Material for this exercise START

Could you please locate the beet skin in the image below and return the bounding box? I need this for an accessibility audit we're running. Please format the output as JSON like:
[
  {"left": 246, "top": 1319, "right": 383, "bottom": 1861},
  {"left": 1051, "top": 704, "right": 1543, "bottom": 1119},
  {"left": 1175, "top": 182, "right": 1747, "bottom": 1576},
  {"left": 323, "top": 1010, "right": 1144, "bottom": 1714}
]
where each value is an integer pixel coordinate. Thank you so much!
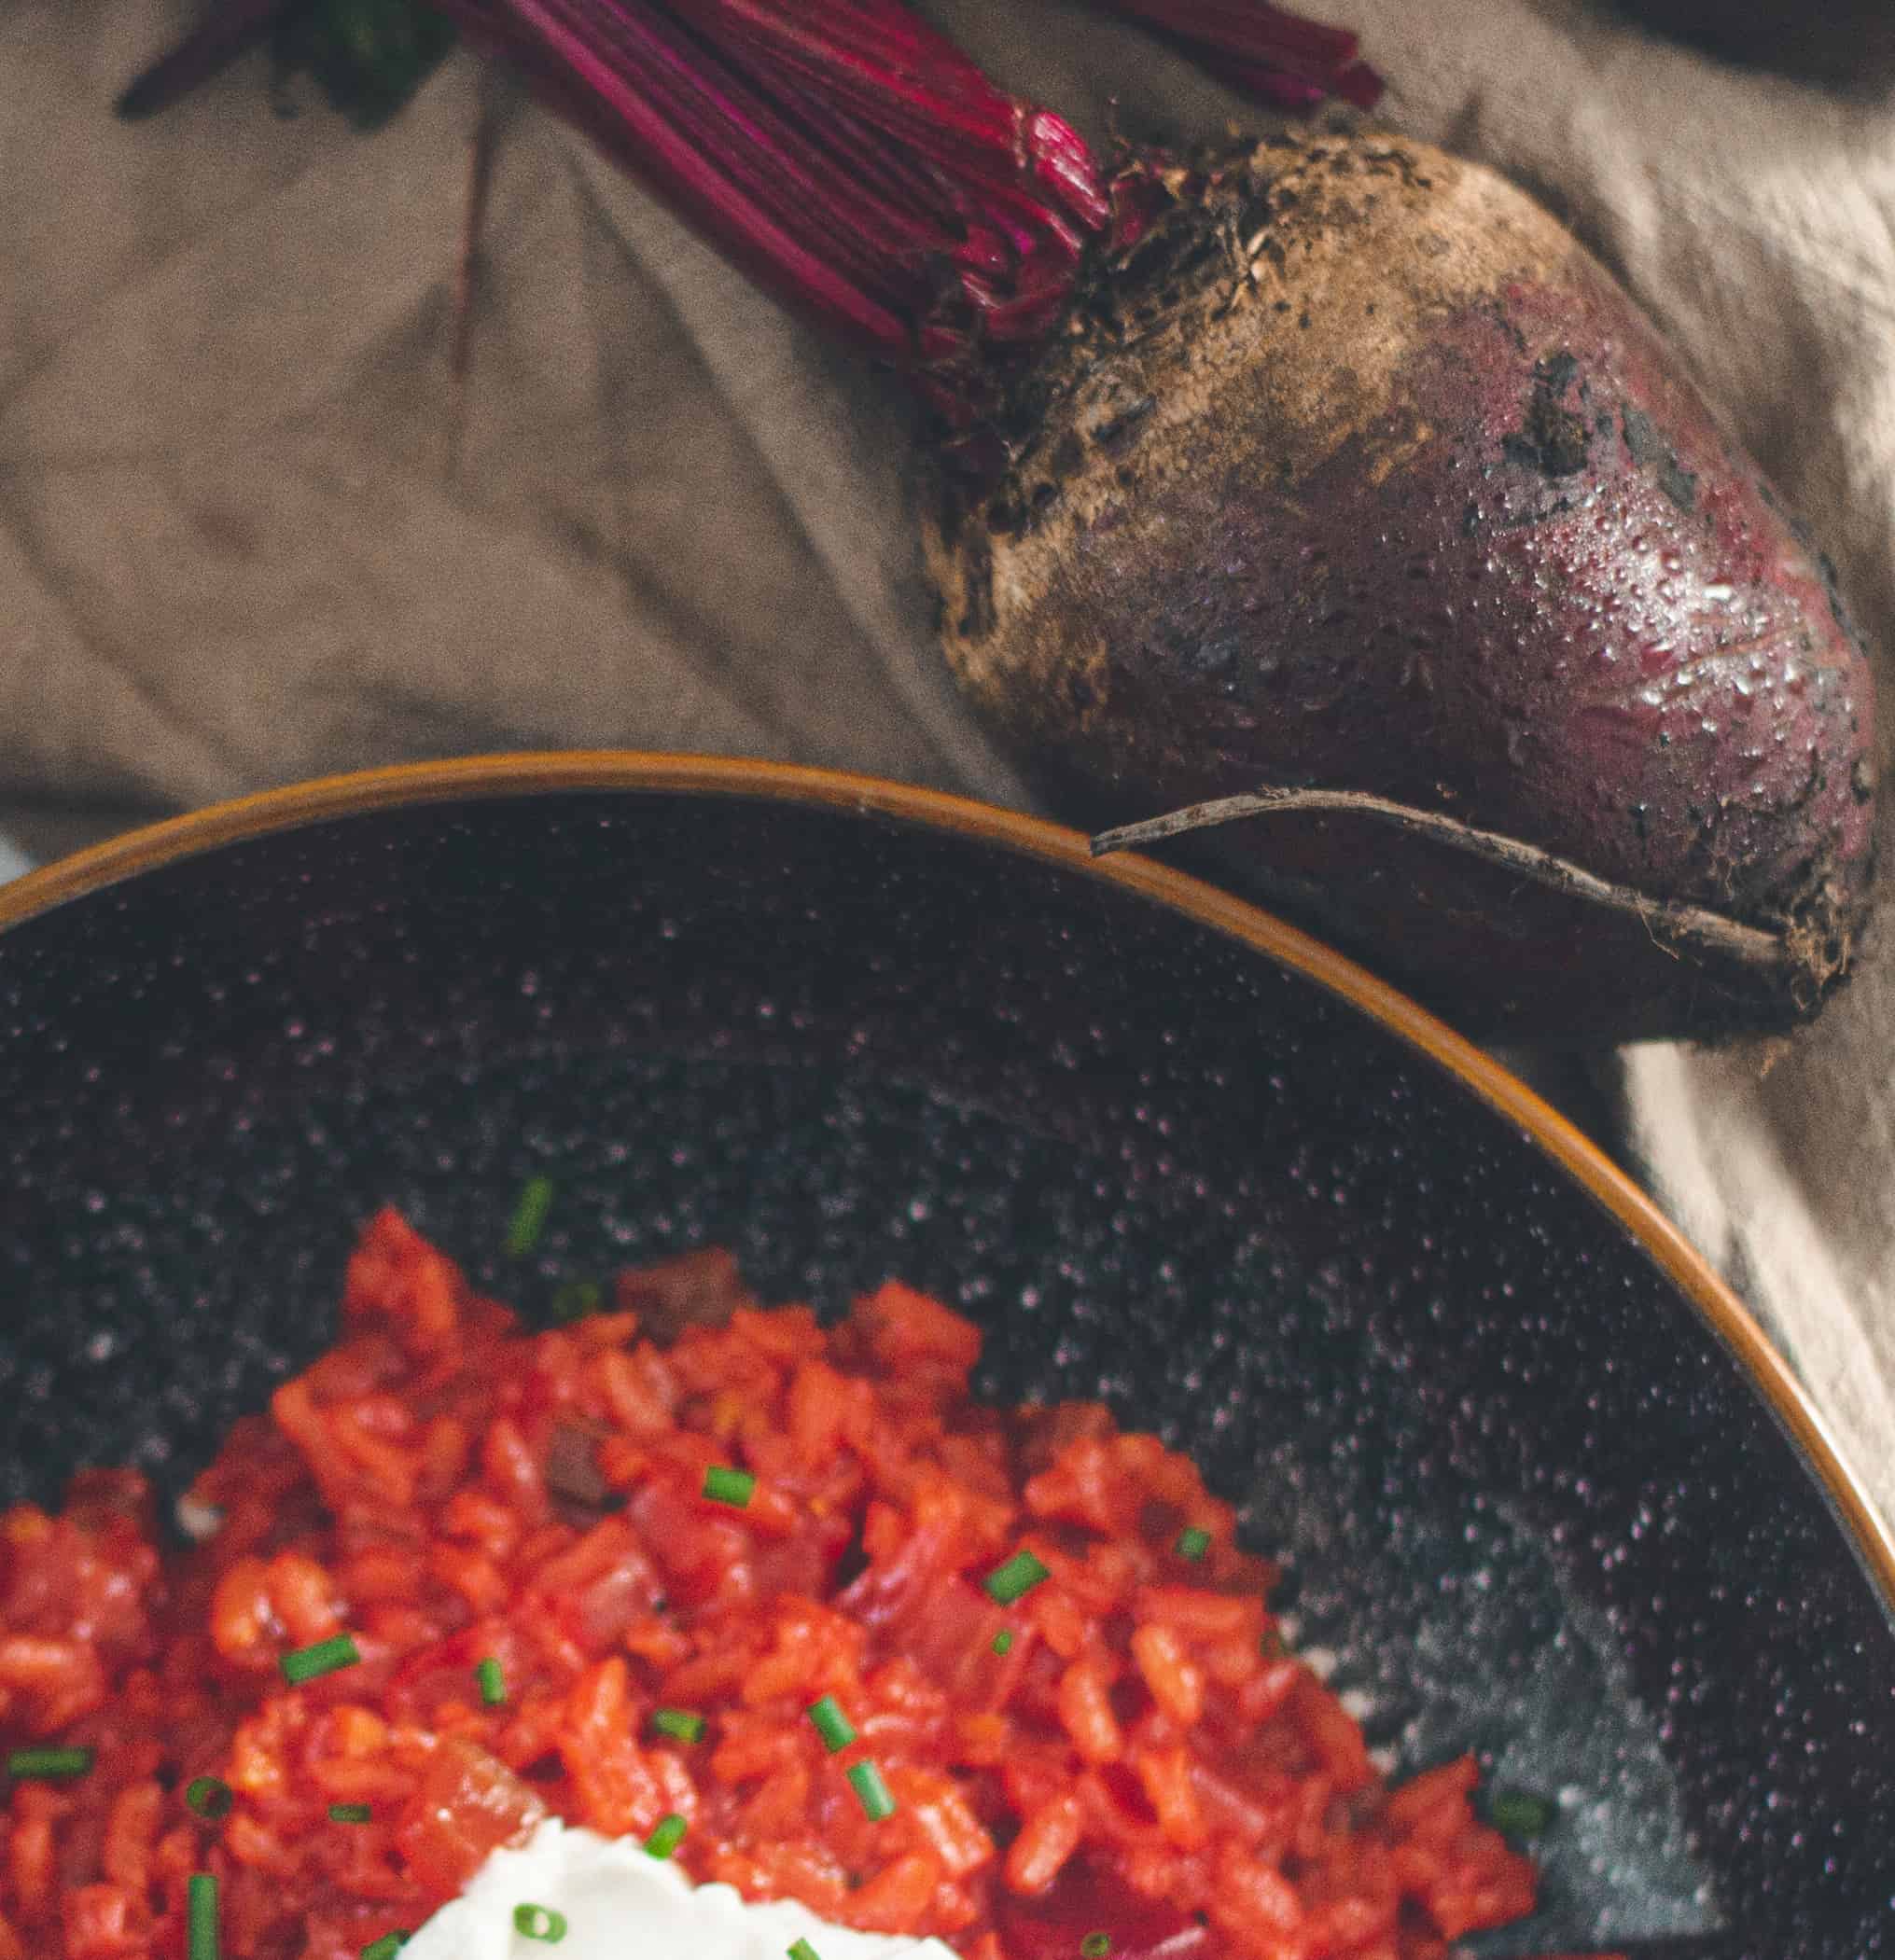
[{"left": 927, "top": 133, "right": 1875, "bottom": 1039}]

Material for this exercise END

▸ **Your task**: Every line from the one with "where each value" through the end of the records is to be reproduced exactly, and the pictures are to be left out.

▸ **Solution for this exercise**:
where each value is an integer pixel coordinate. Thank you so much!
[{"left": 927, "top": 133, "right": 1875, "bottom": 1039}]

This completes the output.